● **Required work**:
a: Answer these from the article on investment strategies learned from gamblers:
(i) Which three U.S. states are named as having decided to legalize online gaming?
(ii) Whose research is the Australian government giving credence to?
(iii) How much additional money per year does that research suggest the government could generate?
b: Carry on the article about investment strategies learned from gamblers, picking up after its final sentence.

8 Investment Strategies You Can Learn From Gamblers

Source: Lifehacker.org (http://www.lifehack.org/articles/money/8-investment-strategies-you-can-learn-from-gamblers.html)

While gambling remains a controversial and often derided practice, it is continuing to earn credibility in the Western world. In the U.S., for example, a number of states including Nevada, New Jersey and Delaware have recently decided to legalize online gaming and create a well-regulated and fully licensed industry going forward. Similarly, the Australian government is also giving credence to research by Casino Reef, which suggests that the government could generate an additional $201 million per year by legalizing and regulating online gaming operators.

This research offers an insight into the mind-set of government officials, who have come to realize that by monetizing online gaming and traditional gambling they can generate millions for their nations’ coffers. Such a revelation will come as no surprise to gamblers themselves, many of whom operate professionally and have learned to apply genuine investment strategies in order to boost their returns.

● **Raw data**:
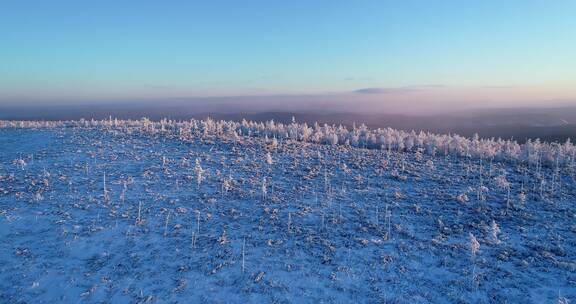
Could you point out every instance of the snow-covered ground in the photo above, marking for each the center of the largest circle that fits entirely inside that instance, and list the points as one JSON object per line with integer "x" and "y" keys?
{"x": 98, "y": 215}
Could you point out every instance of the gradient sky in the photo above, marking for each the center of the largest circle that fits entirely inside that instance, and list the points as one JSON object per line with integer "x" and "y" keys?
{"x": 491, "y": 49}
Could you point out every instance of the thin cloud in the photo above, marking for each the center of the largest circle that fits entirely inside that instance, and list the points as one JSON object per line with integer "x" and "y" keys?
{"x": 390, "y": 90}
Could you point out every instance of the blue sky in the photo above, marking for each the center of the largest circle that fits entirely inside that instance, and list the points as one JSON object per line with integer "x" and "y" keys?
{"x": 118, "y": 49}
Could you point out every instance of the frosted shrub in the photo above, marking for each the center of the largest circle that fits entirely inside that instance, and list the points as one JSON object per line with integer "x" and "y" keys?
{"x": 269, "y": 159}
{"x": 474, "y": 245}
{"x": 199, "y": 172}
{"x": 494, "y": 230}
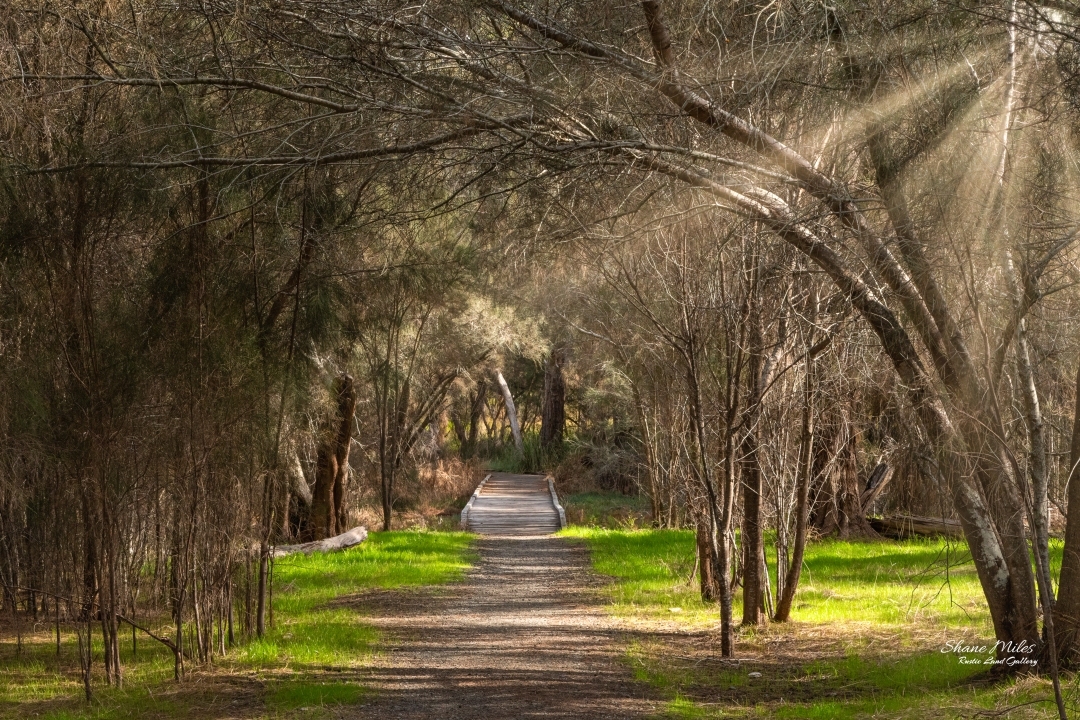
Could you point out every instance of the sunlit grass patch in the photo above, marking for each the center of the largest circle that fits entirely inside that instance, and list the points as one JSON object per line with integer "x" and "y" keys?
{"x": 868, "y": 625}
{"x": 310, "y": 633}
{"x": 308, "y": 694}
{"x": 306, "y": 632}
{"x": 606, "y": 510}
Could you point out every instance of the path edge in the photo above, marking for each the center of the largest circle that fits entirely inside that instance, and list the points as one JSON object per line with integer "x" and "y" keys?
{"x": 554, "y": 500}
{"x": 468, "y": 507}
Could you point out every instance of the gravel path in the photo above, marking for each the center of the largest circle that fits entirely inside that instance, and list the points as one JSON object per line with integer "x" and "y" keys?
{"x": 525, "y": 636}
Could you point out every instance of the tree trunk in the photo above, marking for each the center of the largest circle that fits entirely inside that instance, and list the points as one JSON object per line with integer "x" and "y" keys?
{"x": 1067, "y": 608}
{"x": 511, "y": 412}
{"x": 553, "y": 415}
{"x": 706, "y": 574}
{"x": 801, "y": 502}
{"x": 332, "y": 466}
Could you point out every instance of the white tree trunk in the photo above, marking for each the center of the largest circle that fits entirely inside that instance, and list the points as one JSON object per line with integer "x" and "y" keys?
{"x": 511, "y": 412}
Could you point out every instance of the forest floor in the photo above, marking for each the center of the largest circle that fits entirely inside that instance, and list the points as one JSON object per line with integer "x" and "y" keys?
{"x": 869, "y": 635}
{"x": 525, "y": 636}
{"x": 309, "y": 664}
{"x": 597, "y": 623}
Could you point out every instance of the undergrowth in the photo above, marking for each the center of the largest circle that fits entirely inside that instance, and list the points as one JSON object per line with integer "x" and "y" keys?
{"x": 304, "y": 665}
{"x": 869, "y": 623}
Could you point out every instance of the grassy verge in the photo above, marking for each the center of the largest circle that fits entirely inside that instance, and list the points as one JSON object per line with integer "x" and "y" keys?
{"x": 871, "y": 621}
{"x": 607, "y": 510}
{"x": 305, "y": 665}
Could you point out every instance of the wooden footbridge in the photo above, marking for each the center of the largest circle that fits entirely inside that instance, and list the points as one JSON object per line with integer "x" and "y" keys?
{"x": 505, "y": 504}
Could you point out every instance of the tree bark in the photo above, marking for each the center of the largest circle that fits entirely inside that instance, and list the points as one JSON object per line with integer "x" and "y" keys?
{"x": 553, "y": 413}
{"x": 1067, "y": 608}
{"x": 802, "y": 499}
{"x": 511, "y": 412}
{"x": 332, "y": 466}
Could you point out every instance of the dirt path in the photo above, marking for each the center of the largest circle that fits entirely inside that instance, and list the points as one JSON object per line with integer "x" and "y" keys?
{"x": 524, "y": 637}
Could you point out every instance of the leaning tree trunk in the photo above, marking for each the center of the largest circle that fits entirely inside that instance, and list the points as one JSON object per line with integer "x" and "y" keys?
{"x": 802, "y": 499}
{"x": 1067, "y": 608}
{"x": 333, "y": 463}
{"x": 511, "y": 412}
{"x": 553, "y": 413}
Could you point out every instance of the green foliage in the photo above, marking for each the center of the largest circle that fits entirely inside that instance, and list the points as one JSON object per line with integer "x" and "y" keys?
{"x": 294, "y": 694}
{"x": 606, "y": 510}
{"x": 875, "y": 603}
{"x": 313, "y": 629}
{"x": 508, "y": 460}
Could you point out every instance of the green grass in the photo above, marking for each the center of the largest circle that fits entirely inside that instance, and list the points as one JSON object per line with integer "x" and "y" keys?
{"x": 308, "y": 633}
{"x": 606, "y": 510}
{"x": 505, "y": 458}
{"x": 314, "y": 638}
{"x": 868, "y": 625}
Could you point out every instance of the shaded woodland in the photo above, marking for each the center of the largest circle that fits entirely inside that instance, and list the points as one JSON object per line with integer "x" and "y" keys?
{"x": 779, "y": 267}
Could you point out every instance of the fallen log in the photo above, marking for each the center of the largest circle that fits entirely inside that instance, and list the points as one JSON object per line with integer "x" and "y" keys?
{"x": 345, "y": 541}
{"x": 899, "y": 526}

● **Task-by-task outputs**:
a:
(i) Nevada, New Jersey and Delaware.
(ii) Casino Reef's.
(iii) $201 million per year.

b:
With this in mind, let’s take a look at the investment strategies and lessons that can be learned from gamblers. Consider the following:

1. Determinism and the Natural Laws that Govern Change

Determinism is a concept that underpins both gambling and investment, but despite this it is not universally applied by financial traders. It is essentially a philosophical disposition that suggests that for every event or action, there exist conditions that could cause no other event. These ‘conditions’ are the natural laws that govern change, and ultimately determine whether an investment strategy is successful or otherwise. Gamblers and investors who apply determinism are able to negate external factors and so-called random events, as they have a genuine comprehension of the consistent, underlying factors that trigger change.

2. The Gambler’s Fallacy and Delving Beyond Randomness

Comprehending and determining patterns in random events is central to a gambler’s success, while investors who trade in a volatile financial market can also benefit from this practice. If you were to ask the majority of people to predict the outcome of 100 imaginary coin tosses, for example, most would limit the sequence of consecutive heads or tails in the mistaken belief that this is statistically less likely than a more random alternative. This is despite the fact that both outcomes are equally likely, and this misunderstanding is often referred to as a ‘gambling fallacy.’ Investors must strive to learn from this, as otherwise they are likely to develop a flawed strategy that misunderstands the nature of randomness.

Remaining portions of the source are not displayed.